SOURCE PASSAGE>
▼

Shiseido has doubled down on its commitment to China, even as it cuts its full-year forecast due to dampened local demand. Sales were down 10 percent in the region in the Japanese conglomerate’s third quarter earnings.
Chief executive Toshinobu Umetsu told China Daily that the company is “never shaken” in its determination to invest in China, that they plan to “beef up” investment, and that they are “fully confident” in the market.
The Chinese beauty market is the world’s second largest, poised to reach $96 billion by 2027, per The Business of Fashion State of Fashion: Beauty report with McKinsey. As well as its name-brand line, Shiseido owns brands such Clé de Peau Beauté, Nars and Drunk Elephant.
Years of sustained growth and ever-richer consumers have made the region attractive to global brands, but the Chinese retail market has its own quirks and the consumers their own qualms. Platforms such as Tmall and Xiaohongshu must also be mastered.

▲

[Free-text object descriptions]
▼

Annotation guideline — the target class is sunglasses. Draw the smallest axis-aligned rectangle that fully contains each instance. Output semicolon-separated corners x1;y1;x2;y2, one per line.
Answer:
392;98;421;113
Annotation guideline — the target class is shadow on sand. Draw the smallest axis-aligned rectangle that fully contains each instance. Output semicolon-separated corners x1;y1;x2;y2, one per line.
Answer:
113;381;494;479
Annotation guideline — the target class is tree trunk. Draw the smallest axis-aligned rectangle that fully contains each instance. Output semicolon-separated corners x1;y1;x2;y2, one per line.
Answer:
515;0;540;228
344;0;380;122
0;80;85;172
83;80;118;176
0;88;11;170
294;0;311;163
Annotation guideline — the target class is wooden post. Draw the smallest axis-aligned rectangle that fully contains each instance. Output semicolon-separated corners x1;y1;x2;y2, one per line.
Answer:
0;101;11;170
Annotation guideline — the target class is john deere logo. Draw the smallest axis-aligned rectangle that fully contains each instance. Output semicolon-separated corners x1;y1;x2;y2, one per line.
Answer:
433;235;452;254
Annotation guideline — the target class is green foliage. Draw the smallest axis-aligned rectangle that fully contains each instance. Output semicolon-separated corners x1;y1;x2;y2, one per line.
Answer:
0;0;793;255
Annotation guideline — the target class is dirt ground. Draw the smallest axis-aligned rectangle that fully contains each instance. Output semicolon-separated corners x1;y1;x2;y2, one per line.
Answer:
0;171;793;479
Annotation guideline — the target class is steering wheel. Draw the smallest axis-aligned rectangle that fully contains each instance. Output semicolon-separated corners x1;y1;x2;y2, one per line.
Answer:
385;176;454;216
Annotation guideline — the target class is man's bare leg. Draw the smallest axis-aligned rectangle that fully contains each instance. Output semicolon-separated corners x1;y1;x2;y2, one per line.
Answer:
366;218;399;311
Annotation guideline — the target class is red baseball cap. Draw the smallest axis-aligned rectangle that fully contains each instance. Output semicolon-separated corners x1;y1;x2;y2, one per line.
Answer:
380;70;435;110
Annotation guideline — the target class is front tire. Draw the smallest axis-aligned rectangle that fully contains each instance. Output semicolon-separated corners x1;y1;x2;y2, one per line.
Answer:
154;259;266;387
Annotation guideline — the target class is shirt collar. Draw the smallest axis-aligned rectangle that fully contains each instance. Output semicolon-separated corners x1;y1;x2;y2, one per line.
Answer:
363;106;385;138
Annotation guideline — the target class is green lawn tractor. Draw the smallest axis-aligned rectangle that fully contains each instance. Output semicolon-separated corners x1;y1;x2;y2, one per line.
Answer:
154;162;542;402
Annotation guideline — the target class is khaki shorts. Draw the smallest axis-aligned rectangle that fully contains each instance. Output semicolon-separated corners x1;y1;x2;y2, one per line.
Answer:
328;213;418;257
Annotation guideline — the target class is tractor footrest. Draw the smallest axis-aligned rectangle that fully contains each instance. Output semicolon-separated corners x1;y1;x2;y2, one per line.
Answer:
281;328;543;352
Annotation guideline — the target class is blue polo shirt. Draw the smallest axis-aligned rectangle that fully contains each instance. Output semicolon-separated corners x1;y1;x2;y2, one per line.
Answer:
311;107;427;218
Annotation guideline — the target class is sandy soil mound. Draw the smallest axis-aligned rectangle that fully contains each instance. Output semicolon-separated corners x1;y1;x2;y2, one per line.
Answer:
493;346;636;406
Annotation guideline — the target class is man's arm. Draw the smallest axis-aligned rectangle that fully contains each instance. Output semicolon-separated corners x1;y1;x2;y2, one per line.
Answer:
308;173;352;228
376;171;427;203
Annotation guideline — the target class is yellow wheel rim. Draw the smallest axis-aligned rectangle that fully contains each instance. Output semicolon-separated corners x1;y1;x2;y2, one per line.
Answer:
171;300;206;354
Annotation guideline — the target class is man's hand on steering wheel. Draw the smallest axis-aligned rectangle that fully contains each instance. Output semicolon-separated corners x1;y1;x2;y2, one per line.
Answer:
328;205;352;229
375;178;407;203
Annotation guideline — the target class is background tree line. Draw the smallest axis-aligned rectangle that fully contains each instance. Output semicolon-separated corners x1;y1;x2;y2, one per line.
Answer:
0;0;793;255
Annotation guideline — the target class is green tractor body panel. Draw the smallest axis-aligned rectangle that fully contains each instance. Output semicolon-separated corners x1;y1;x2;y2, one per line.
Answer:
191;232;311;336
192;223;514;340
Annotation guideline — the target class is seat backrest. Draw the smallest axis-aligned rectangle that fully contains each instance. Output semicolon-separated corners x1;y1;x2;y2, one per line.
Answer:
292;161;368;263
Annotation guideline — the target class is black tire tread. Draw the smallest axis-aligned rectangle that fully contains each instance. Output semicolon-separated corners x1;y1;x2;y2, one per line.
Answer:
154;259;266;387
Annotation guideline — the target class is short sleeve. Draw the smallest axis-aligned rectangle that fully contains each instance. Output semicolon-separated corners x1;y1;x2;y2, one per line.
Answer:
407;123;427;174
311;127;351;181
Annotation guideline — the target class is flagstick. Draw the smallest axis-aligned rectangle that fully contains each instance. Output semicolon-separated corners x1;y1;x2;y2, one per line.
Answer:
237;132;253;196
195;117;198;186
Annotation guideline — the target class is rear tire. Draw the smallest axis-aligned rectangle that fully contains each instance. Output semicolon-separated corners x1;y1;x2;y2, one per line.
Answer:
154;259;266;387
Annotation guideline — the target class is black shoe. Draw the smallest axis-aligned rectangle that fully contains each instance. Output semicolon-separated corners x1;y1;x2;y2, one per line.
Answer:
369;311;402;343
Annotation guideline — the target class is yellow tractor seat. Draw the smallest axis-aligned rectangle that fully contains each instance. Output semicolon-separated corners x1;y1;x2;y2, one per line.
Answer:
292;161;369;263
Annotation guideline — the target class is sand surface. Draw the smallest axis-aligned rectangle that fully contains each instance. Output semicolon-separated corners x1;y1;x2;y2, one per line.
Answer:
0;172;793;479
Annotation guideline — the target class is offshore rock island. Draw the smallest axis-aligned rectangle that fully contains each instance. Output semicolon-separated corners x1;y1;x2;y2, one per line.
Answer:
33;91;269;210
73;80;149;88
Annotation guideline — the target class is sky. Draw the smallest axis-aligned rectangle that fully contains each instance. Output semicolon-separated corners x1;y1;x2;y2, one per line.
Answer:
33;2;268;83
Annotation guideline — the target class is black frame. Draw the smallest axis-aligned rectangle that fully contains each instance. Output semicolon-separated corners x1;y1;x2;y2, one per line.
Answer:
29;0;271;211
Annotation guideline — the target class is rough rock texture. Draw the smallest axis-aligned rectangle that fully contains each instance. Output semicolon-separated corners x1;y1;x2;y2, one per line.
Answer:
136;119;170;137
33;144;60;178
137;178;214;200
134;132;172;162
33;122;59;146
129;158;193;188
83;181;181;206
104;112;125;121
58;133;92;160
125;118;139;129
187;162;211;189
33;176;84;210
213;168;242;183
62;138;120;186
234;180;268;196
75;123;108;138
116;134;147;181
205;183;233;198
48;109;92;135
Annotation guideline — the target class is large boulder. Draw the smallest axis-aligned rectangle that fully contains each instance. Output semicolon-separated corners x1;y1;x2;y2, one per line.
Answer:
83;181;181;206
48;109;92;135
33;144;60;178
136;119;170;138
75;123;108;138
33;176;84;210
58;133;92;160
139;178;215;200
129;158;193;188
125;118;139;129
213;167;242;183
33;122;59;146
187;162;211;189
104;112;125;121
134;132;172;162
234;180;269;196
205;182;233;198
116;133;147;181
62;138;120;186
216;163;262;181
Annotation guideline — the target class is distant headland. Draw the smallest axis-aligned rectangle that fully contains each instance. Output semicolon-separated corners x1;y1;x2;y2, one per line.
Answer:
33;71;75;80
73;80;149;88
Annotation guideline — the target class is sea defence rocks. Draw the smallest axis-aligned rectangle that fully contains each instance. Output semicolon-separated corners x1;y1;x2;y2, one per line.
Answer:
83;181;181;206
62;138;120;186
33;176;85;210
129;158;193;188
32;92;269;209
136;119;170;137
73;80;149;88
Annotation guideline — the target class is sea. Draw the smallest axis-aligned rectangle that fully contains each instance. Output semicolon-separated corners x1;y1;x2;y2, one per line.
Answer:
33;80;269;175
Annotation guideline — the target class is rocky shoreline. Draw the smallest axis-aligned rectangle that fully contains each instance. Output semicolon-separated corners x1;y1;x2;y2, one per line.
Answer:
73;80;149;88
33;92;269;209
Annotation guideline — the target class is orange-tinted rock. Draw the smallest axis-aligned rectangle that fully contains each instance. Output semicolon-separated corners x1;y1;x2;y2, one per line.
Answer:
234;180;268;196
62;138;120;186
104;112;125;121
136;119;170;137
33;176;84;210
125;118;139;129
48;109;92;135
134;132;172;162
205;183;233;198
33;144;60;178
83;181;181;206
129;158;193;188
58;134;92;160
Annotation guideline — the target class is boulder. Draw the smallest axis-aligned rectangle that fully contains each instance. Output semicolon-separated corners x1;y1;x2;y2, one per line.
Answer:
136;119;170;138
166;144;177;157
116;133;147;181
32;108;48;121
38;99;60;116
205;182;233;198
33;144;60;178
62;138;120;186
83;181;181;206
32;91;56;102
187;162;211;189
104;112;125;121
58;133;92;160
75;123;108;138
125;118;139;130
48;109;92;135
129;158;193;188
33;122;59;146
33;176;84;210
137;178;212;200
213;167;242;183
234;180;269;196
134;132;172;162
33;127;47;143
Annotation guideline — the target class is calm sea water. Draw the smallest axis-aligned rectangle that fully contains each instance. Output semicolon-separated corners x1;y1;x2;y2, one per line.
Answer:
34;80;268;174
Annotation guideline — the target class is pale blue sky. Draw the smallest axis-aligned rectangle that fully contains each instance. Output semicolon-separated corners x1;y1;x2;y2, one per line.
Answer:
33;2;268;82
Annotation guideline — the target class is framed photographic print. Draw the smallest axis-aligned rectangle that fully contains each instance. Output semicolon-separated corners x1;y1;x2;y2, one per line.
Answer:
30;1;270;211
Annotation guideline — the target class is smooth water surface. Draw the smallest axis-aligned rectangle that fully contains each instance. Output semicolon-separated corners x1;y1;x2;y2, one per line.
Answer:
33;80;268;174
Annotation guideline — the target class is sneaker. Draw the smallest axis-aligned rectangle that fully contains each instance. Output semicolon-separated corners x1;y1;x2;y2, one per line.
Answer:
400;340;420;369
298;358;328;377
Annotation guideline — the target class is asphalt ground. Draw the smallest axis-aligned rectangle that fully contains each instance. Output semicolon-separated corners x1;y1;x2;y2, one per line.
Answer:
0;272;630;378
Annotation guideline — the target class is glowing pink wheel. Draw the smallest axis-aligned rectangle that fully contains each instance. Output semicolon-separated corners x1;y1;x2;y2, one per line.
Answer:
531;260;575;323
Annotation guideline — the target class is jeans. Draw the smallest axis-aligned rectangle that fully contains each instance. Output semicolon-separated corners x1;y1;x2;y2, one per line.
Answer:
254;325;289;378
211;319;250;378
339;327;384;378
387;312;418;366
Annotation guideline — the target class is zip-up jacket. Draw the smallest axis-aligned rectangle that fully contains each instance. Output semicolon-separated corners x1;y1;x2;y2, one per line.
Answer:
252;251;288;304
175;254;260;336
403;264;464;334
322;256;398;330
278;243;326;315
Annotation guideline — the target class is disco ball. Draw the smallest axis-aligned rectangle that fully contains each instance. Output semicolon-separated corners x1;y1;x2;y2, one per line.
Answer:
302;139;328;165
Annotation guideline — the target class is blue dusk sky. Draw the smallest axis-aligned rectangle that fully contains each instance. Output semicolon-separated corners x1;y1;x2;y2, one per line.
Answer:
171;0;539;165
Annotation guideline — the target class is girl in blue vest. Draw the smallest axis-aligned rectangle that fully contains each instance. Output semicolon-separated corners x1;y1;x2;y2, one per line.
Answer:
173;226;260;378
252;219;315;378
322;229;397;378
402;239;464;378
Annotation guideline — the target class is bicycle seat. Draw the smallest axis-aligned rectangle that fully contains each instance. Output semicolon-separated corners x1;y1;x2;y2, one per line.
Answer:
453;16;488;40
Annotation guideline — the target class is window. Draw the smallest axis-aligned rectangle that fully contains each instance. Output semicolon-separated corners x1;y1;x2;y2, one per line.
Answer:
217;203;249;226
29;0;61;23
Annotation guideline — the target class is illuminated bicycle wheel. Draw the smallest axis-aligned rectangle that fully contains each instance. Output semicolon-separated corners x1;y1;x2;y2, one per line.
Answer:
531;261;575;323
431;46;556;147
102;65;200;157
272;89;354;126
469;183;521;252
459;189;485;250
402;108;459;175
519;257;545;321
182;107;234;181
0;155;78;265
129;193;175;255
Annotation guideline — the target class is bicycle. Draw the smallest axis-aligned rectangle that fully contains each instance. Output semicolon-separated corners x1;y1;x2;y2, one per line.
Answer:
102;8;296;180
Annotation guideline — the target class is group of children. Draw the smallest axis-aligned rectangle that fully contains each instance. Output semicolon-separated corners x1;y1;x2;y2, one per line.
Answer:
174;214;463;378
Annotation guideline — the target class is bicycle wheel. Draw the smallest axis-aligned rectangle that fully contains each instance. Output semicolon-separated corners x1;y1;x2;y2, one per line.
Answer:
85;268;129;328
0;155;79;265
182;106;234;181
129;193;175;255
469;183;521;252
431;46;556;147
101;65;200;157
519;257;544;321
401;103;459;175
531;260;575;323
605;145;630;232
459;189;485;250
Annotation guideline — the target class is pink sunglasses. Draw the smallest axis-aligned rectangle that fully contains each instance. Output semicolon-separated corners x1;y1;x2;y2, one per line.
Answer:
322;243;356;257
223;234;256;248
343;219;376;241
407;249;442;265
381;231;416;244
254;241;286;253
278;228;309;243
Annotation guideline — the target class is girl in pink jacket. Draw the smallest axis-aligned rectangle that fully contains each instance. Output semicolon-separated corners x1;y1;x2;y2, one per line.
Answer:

▲

WORK TASK 1> According to the Shiseido article, by what percentage did the company's sales in the region fall in its third quarter?
WORK TASK 2> List every brand that the Shiseido article says Shiseido owns, including its name-brand line.
WORK TASK 3> Using the Shiseido article, explain why Shiseido cut its full-year forecast.

RESULT 1> Sales fell 10 percent.

RESULT 2> Shiseido, Clé de Peau Beauté, Nars, Drunk Elephant

RESULT 3> Shiseido cut its full-year forecast because of dampened local demand in China.